Excerpted data:
════════════════════

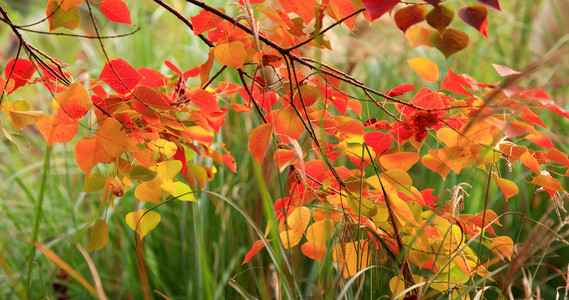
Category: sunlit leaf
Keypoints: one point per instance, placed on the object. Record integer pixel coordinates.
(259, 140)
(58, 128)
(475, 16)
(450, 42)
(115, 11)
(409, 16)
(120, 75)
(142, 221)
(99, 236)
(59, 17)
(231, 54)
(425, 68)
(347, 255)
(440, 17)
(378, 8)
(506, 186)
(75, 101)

════════════════════

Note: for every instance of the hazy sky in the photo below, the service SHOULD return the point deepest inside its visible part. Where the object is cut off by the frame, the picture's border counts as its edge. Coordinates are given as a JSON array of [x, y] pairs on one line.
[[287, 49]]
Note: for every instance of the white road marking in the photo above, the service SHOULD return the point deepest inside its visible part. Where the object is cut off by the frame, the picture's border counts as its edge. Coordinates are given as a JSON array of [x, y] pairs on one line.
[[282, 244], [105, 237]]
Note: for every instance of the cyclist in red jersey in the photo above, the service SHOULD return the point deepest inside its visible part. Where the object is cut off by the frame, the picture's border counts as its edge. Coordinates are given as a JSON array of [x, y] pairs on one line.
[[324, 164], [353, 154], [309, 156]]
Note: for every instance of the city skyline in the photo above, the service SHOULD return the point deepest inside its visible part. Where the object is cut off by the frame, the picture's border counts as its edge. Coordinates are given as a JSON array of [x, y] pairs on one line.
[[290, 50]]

════════════════════

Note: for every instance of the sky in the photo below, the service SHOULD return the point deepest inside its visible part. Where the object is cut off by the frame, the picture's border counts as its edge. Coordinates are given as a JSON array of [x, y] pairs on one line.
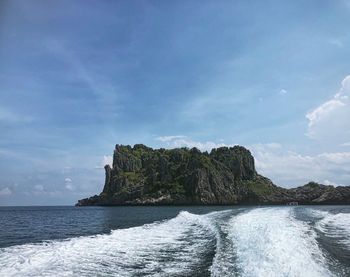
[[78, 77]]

════════════════════

Stated exercise: Repeat, word for word, the stretch of the listing above from the line containing "Note: for every instance of the white" through the line containing "[[290, 50]]", including both of those lines.

Answer to this problem:
Note: for every instance of the white road marking in the photo above, the service SHOULD return the point deepest inside its visible part. Where the object is cut off by the frame, the picture's border counts as its edge. Coordinates are given as a JSON array of [x, y] pairs on one line.
[[282, 244], [105, 237]]
Note: for every instance of the cyclist in red jersey in the photo above, the service SHOULD return the point deepest inside its visible part. Where the object is cut off by the frame, the picture's border counts as its edge. Coordinates are given as a JSON array of [x, y] pairs on one line.
[[324, 164], [353, 154], [309, 156]]
Note: for every instance of the city skyline in the photo above, the service SHOULD return the point deepest inside its visible part. Where the object is cut off by the frame, the picture's border counts as its edge. Coordinates are given as a JSON array of [x, y] pairs on one line.
[[290, 50]]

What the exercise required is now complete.